**Directions for this task:** Each record below should appear again exactly as written.

══ Given entries ══

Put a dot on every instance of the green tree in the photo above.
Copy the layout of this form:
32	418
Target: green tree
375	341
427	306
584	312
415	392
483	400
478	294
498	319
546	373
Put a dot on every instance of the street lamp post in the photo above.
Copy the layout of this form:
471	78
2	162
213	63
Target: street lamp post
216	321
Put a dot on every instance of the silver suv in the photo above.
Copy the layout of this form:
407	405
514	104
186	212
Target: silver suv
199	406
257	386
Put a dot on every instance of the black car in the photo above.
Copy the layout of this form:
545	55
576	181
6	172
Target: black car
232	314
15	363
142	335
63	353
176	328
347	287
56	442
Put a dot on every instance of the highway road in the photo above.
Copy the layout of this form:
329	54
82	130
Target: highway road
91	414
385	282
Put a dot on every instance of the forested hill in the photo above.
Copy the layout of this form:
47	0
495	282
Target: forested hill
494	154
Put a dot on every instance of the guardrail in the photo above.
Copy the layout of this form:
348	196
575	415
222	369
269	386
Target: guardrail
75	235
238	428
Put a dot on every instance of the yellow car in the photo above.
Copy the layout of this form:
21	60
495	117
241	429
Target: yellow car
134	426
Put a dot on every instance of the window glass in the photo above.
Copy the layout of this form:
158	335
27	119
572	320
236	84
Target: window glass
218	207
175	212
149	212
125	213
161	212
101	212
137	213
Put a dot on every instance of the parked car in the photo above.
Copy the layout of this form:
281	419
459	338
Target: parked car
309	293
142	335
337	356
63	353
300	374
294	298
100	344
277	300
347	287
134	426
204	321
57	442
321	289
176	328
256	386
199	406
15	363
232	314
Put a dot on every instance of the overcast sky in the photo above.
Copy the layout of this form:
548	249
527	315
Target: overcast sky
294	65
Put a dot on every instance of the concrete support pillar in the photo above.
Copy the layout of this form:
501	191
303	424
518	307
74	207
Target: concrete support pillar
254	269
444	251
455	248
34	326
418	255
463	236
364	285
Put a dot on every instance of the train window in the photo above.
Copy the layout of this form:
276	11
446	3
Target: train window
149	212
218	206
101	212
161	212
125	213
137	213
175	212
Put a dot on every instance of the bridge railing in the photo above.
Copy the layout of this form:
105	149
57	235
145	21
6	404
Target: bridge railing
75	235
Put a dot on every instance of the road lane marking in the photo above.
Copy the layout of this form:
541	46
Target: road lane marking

═══

**Answer below:**
Put a dot on every instance of the green tree in the photo above.
Copy the layout of this form:
32	418
Target: green tree
375	341
427	306
584	312
415	392
483	400
478	294
498	319
546	373
Put a dot on every instance of the street lamp post in the photo above.
Copy the layout of this form:
471	78
2	162
213	63
Target: street lamp post
216	321
Put a dot on every instance of the silver suv in the photo above.
Copy the layout of this form:
407	405
514	104
186	212
Target: silver suv
199	406
257	386
Put a dot on every instance of the black car in the photo above.
Copy the layout of this form:
545	55
576	181
6	172
Target: black car
232	314
15	363
142	335
63	353
176	328
347	287
56	442
Put a dot on every instance of the highway road in the photo above.
Copy the layout of this form:
329	54
82	130
Target: highway road
91	414
385	282
Put a dot on every instance of the forested hill in the photo above.
Copy the layout of this form:
47	0
495	282
Target: forested hill
494	154
Put a dot on every instance of the guardrail in the photo above.
Copy the layout of this form:
348	196
575	415
222	369
269	386
Target: guardrail
75	235
238	428
Put a dot on every instance of the yellow car in the photo above.
Copy the layout of this form:
21	60
495	117
241	429
Target: yellow car
134	426
Put a dot on every instance of the window glass in the photo above.
Copy the layout of this form:
158	335
27	119
572	320
236	84
Target: window glass
218	207
175	212
149	212
125	213
161	212
101	212
137	213
Put a dot on every instance of the parked car in the photo above.
Copy the layout of this form:
281	419
459	338
Target: parked car
309	293
142	335
337	356
63	353
300	374
294	298
100	344
277	300
347	287
134	426
204	321
57	442
321	289
176	328
256	386
199	406
15	363
232	314
Put a dot on every instance of the overcast sky in the photo above.
Copy the layout of this form:
548	249
527	315
Target: overcast sky
294	65
Put a dot on every instance of the concrete support pillar in the photo above.
Copy the layout of this form:
501	191
303	424
518	307
74	207
Target: concrete support pillar
254	269
444	251
455	248
34	326
418	255
463	236
364	285
Put a dot on every instance of the train window in the photo above.
Copy the layout of this form:
276	11
446	3
Target: train window
149	212
218	206
101	212
161	212
125	213
137	213
175	212
Put a dot on every instance of the bridge railing in the photo above.
Copy the layout of this form:
105	149
57	235
145	21
6	404
Target: bridge railing
75	235
Put a dot on every instance of the road lane marking in the photo above.
Copy the layout of this form:
541	46
Target: road lane marking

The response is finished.